====== EXCERPTED PASSAGE

Northwest Arkansas Democrat-Gazette

Counterfei­ting case results in three-year sentence

- DALE ELLIS

LITTLE ROCK — A Florida woman will spend the next three years in federal prison for counterfei­ting after an attempt in January 2020 to pass phony $100 bills in a Dillard’s department store in Jonesboro, Chief U.S. District Judge D. Price Marshall Jr. decided Wednesday morning.

Jamie Marie Dewberry, 37, of Dunnellon, Fla., pleaded guilty last September to one count of manufactur­ing counterfei­t currency, which could have landed her in prison for 20 years. Based on Dewberry’s offense and criminal history, the advisory guideline sentencing range was 30 to 37 months in prison, a fine of $5,500 to $55,000 and a term of supervised release between one and three years.

Based on the guidelines, Marshall sentenced Dewberry to 36 months in prison, three years supervised release — which he said he would transfer to the Middle District of Florida — and a $100 special assessment.

============
====== INFORMATION

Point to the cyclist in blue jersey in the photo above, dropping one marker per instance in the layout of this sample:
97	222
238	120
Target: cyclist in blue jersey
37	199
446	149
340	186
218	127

============

Copy the stretch of the counterfeiting article above from "LITTLE ROCK —" through "a $100 special assessment.", word for word.

[RESULT FOR THIS EXERCISE]:
LITTLE ROCK — A Florida woman will spend the next three years in federal prison for counterfei­ting after an attempt in January 2020 to pass phony $100 bills in a Dillard’s department store in Jonesboro, Chief U.S. District Judge D. Price Marshall Jr. decided Wednesday morning.

Jamie Marie Dewberry, 37, of Dunnellon, Fla., pleaded guilty last September to one count of manufactur­ing counterfei­t currency, which could have landed her in prison for 20 years. Based on Dewberry’s offense and criminal history, the advisory guideline sentencing range was 30 to 37 months in prison, a fine of $5,500 to $55,000 and a term of supervised release between one and three years.

Based on the guidelines, Marshall sentenced Dewberry to 36 months in prison, three years supervised release — which he said he would transfer to the Middle District of Florida — and a $100 special assessment.